Exercise details: Reproduce each entry below verbatim.
════════════════
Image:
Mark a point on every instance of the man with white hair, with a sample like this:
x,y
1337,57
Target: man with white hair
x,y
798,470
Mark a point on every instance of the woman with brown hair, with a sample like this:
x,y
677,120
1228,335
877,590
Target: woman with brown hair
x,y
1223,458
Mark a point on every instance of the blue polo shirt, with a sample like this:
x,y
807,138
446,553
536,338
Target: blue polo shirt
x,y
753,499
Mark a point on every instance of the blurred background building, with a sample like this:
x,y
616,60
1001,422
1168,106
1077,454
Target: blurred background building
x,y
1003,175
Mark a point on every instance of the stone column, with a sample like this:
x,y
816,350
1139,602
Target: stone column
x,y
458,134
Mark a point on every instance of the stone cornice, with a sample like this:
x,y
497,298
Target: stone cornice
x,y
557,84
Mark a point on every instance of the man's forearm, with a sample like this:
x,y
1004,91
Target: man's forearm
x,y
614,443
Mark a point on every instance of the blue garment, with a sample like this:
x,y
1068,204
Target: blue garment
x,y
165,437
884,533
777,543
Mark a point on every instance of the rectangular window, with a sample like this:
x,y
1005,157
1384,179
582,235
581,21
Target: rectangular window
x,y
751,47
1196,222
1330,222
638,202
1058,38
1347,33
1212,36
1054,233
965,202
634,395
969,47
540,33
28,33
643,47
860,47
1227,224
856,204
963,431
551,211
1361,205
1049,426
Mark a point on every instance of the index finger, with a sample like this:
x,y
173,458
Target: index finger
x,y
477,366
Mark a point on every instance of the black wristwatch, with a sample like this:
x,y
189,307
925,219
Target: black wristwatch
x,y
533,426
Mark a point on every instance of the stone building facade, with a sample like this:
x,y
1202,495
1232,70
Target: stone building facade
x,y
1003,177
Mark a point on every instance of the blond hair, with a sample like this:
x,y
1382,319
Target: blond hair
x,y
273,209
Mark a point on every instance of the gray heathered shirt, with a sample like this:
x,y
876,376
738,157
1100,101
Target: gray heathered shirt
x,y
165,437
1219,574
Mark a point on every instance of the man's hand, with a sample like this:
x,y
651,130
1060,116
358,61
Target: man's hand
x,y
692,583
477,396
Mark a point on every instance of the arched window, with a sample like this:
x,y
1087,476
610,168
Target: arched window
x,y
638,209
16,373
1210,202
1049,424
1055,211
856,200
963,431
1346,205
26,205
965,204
════════════════
Response below:
Image:
Mark a point on every instance of the man with white hair, with a sample like this:
x,y
1337,57
Target: man with white hair
x,y
798,470
Mark a point on every instance of the woman with brown hair, with a sample like this:
x,y
677,120
1228,335
877,590
Target: woman with brown hair
x,y
1223,458
Mark a point on every instance of the blue polo shirt, with a sample like this:
x,y
807,138
446,553
536,338
Target: blue polo shirt
x,y
753,499
Mark a point on every instance of the blurred background building, with a sample like this:
x,y
616,60
1001,422
1168,106
1077,454
Target: blurred background building
x,y
1003,175
Mark a point on every instance of the stone column, with a sample like this:
x,y
816,350
1139,602
Target: stone column
x,y
458,134
Mark a point on every instance of the stone cornice, with a sample like this:
x,y
497,298
Target: stone cornice
x,y
557,84
Mark a point on every instance of the man's forearm, with a sample like this:
x,y
1004,91
Target: man's forearm
x,y
614,443
Mark a point on every instance of the blue garment, with a sample like this:
x,y
1068,204
Target: blue garment
x,y
165,437
884,533
777,543
Mark a point on every instance of the rectangular window, with a sample like this:
x,y
1005,157
1384,179
582,235
581,21
Target: rectangular window
x,y
751,47
1196,222
1330,222
638,202
1058,38
1347,33
1212,36
1054,233
965,202
634,395
969,47
540,33
28,33
643,47
860,47
1227,224
856,204
963,431
551,211
1361,205
1049,426
Mark a point on every instance of the index finger, with a sample like this:
x,y
173,458
Target: index finger
x,y
477,366
Mark a point on every instance of the black wristwatch, with a sample like this:
x,y
189,307
925,219
Target: black wristwatch
x,y
533,426
Mark a point on every instance of the stone building facade, with a sample like this:
x,y
1202,495
1232,70
Target: stone building facade
x,y
1003,177
Mark a point on every instance of the blond hair, with a sample like this:
x,y
1382,319
Target: blond hair
x,y
273,209
Mark a point on every instance of the gray heathered shirt, with a sample like this:
x,y
876,376
738,157
1100,101
Target: gray heathered shirt
x,y
165,437
1219,574
Mark a point on every instance of the man's hand, with a sample like this:
x,y
651,130
1060,116
358,61
Target: man's hand
x,y
692,583
477,396
Mark a point on every instance of the arched window, with a sample like this:
x,y
1087,476
610,168
Target: arched window
x,y
638,209
16,373
1210,202
1049,424
1055,211
856,200
963,431
1346,205
26,205
965,204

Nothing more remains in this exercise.